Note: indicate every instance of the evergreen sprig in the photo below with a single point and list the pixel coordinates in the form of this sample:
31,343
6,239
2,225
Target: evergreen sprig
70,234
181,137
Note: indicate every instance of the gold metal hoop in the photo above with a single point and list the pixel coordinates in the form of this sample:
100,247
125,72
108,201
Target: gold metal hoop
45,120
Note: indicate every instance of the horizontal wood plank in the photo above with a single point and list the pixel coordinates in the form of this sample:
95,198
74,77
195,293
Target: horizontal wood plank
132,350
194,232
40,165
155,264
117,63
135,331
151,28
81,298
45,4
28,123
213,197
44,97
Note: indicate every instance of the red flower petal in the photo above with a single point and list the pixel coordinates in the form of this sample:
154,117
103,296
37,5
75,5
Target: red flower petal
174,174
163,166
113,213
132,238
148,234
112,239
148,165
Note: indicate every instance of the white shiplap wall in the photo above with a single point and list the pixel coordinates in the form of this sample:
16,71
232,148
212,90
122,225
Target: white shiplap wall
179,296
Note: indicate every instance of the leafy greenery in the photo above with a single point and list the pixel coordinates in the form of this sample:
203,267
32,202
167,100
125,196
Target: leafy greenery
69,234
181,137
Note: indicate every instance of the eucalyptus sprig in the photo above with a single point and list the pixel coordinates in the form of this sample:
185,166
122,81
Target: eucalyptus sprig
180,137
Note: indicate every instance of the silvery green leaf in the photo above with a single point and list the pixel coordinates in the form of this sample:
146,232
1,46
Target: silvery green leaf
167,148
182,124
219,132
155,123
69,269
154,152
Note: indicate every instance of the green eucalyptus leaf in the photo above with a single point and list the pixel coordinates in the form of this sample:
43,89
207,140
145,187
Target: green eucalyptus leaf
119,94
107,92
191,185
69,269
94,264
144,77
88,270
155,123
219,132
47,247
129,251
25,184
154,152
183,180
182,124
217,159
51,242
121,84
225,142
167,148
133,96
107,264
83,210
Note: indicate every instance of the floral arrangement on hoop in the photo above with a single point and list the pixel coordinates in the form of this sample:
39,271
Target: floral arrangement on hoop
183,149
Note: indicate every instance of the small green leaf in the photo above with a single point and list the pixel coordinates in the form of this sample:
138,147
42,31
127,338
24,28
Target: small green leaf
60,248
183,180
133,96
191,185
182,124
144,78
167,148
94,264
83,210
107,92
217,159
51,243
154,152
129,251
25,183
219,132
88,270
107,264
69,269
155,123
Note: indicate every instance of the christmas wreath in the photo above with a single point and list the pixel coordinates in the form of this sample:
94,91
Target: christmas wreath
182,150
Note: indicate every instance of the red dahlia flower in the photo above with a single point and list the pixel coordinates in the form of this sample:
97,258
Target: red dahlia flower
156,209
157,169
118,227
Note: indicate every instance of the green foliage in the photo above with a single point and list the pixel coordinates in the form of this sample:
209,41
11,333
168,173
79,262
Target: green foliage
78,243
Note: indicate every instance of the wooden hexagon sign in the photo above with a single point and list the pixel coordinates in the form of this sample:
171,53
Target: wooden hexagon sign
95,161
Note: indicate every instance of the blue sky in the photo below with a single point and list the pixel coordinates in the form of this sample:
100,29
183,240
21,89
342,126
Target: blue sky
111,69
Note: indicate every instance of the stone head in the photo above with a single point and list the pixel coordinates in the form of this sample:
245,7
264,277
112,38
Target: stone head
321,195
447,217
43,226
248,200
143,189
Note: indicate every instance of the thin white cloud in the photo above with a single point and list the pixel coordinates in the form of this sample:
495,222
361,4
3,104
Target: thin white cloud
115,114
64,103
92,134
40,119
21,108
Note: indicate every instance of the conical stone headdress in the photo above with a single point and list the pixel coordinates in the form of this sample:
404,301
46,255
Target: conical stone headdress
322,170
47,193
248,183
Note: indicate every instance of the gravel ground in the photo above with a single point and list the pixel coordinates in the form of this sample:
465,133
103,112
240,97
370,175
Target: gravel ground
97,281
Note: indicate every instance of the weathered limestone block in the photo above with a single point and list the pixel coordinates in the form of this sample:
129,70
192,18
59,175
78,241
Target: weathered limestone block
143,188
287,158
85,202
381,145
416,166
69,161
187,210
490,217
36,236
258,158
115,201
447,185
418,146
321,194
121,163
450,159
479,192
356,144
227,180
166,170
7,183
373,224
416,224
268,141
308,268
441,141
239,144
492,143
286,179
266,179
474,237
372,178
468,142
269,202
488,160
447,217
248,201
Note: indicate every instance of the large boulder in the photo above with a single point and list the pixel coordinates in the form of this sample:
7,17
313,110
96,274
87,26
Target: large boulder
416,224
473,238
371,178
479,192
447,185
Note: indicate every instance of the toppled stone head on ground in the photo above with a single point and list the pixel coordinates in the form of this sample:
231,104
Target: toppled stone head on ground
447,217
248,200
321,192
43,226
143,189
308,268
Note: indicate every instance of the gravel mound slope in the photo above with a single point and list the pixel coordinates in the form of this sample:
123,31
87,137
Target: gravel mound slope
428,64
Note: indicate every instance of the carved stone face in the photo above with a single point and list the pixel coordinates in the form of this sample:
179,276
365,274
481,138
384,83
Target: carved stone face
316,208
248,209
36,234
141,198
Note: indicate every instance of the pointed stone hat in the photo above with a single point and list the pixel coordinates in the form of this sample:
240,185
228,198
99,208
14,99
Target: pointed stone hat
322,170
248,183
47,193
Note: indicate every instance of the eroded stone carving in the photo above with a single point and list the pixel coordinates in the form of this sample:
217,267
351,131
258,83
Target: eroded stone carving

= What to do =
Reproduce each entry precisely, so that nothing differs from the original.

= Answer section =
Note: indicate every instance of the evergreen sprig in the photo below with a single point and list the pixel coordinates in the form of this sample:
31,343
6,239
2,225
Target: evergreen sprig
70,234
181,137
Note: indicate every instance of the gold metal hoop in the photo above with a single point and list the pixel coordinates in the form of this sample:
100,247
125,72
108,201
Target: gold metal hoop
45,120
Note: indicate every instance of the horizontal wood plank in the photo above with a single point and list the pixel coordinates in the form of this sample:
95,198
74,77
195,293
Target: horizontal wood plank
132,350
194,232
40,165
155,264
117,63
135,331
151,28
81,298
45,4
28,123
213,197
44,97
Note: indicate every instance of the red flower petal in the photo above with a single point and list the pixel coordinates in the form of this sample:
154,117
103,296
37,5
75,5
Target: red flower petal
174,174
163,166
113,213
132,238
148,234
112,239
148,165
Note: indicate every instance of the white shiplap wall in the photo above with a single point and list the pixel coordinates in the form of this sample:
16,71
232,148
212,90
122,225
Target: white shiplap wall
179,296
Note: indicate every instance of the leafy greenery in the photo above with a single point and list the pixel coordinates in the form of this sample:
203,267
32,202
167,100
125,196
Target: leafy greenery
69,234
181,137
Note: indicate every instance of the eucalyptus sprig in the photo above with a single point and list the pixel coordinates in the form of this sample:
185,166
122,81
Target: eucalyptus sprig
180,137
Note: indicate every instance of the silvery green leaf in the photo above with a single point and list the pixel coordinates in the form of this sample:
146,232
1,46
Target: silvery green leaf
167,148
182,124
219,132
155,123
69,269
154,152
Note: indicate every instance of the green eucalyptus leaf in the photo above with a single point and list the pixel coordinates in the form of this sample:
43,89
207,140
145,187
Target: green eucalyptus leaf
119,94
107,92
191,185
69,269
94,264
144,77
88,270
155,123
219,132
47,247
129,251
25,184
154,152
183,180
182,124
217,159
51,242
121,84
225,142
167,148
133,96
107,264
83,210
Note: indicate every instance of the floral arrangement on hoop in the photo above with a single point and list the pixel coordinates in the form of this sample:
39,271
Target: floral arrangement on hoop
183,149
Note: indicate every instance of the small green leaf in the photo above with a single point and list the pixel coordinates in the form of this sample:
138,147
42,31
127,338
24,28
Target: small green leaf
60,248
183,180
133,96
191,185
182,124
144,78
167,148
94,264
83,210
107,92
217,159
51,243
154,152
129,251
25,183
219,132
88,270
107,264
69,269
155,123
Note: indicate every instance of the christmas wreath in the photo above with a single point and list the pixel coordinates in the form of this sample:
94,91
Target: christmas wreath
182,150
Note: indicate every instance of the red dahlia flower in the photo above with a single point and list the pixel coordinates in the form of this sample:
97,258
Target: red dahlia flower
156,209
157,169
118,227
Note: indicate every instance of the green foliage in the photo above with a single point and list the pixel coordinates in the form of this sample:
209,41
11,333
168,173
79,262
Target: green foliage
78,243
Note: indicate every instance of the wooden hexagon sign in the photo above with a single point and list the pixel coordinates in the form of this sample:
171,53
Target: wooden hexagon sign
95,161
Note: indicate every instance of the blue sky in the photo below with a single point and list the pixel coordinates in the form of this sample:
100,29
183,240
21,89
342,126
Target: blue sky
111,69
Note: indicate every instance of the stone head in the photo above with a single point and list the pixel coordinates in the form of this sample:
245,7
264,277
112,38
Target: stone head
321,195
447,217
43,226
248,200
143,189
Note: indicate every instance of the thin white cloud in the photo above with a single point and list the pixel coordinates in the form of this sample:
495,222
361,4
3,104
Target: thin white cloud
115,114
64,103
92,134
40,119
21,108
Note: indicate every instance of the conical stone headdress in the photo above with a single point and list the pixel coordinates in the form of this sample:
404,301
46,255
Target: conical stone headdress
322,170
47,193
248,183
Note: indicate every instance of the gravel ground in the photo above with a single point and list the pixel coordinates in the form of this sample:
465,133
103,112
240,97
370,175
Target: gravel ground
97,281
Note: indicate every instance of the weathered limestone block in the photo above with a single point and list the pixel coordinates in the form of this sample:
129,70
192,18
59,175
78,241
Target: weathered limestone block
143,188
287,158
85,202
381,145
416,166
69,161
187,210
490,217
36,236
258,158
115,201
447,185
418,146
321,194
121,163
450,159
479,192
356,144
227,180
166,170
7,183
373,224
416,224
268,141
308,268
441,141
239,144
492,143
286,179
266,179
474,237
372,178
468,142
269,202
488,160
447,217
248,201
Note: indicate every instance of the large boulder in the photo above with a single point and list the pixel coordinates in the form of this sample:
7,17
313,110
96,274
87,26
Target: large boulder
416,224
473,238
371,178
479,192
447,185
Note: indicate every instance of the toppled stone head on ground in the photo above with a single point and list the pixel coordinates in the form of this sample:
231,104
Target: toppled stone head on ground
447,217
248,200
321,192
43,226
143,189
308,268
Note: indicate every instance of the gravel mound slope in the photo above with a single point and list the pixel coordinates in the form of this sample:
123,31
87,137
Target: gravel mound slope
428,64
Note: indicate every instance of the carved stone face in the photo above with a single point and list the pixel coordinates in the form of this sample:
179,276
365,274
481,138
384,83
Target: carved stone face
316,208
248,209
36,234
141,198
Note: indicate every instance of the pointed stone hat in the photo above with a single point and list the pixel coordinates in the form of this sample:
240,185
228,198
99,208
14,99
Target: pointed stone hat
322,170
248,183
47,193
Note: indicate every instance of the eroded stone carving in the photo above with a single point and list the pixel coordinates in the form of this sample:
217,267
351,131
258,83
Target: eroded stone carving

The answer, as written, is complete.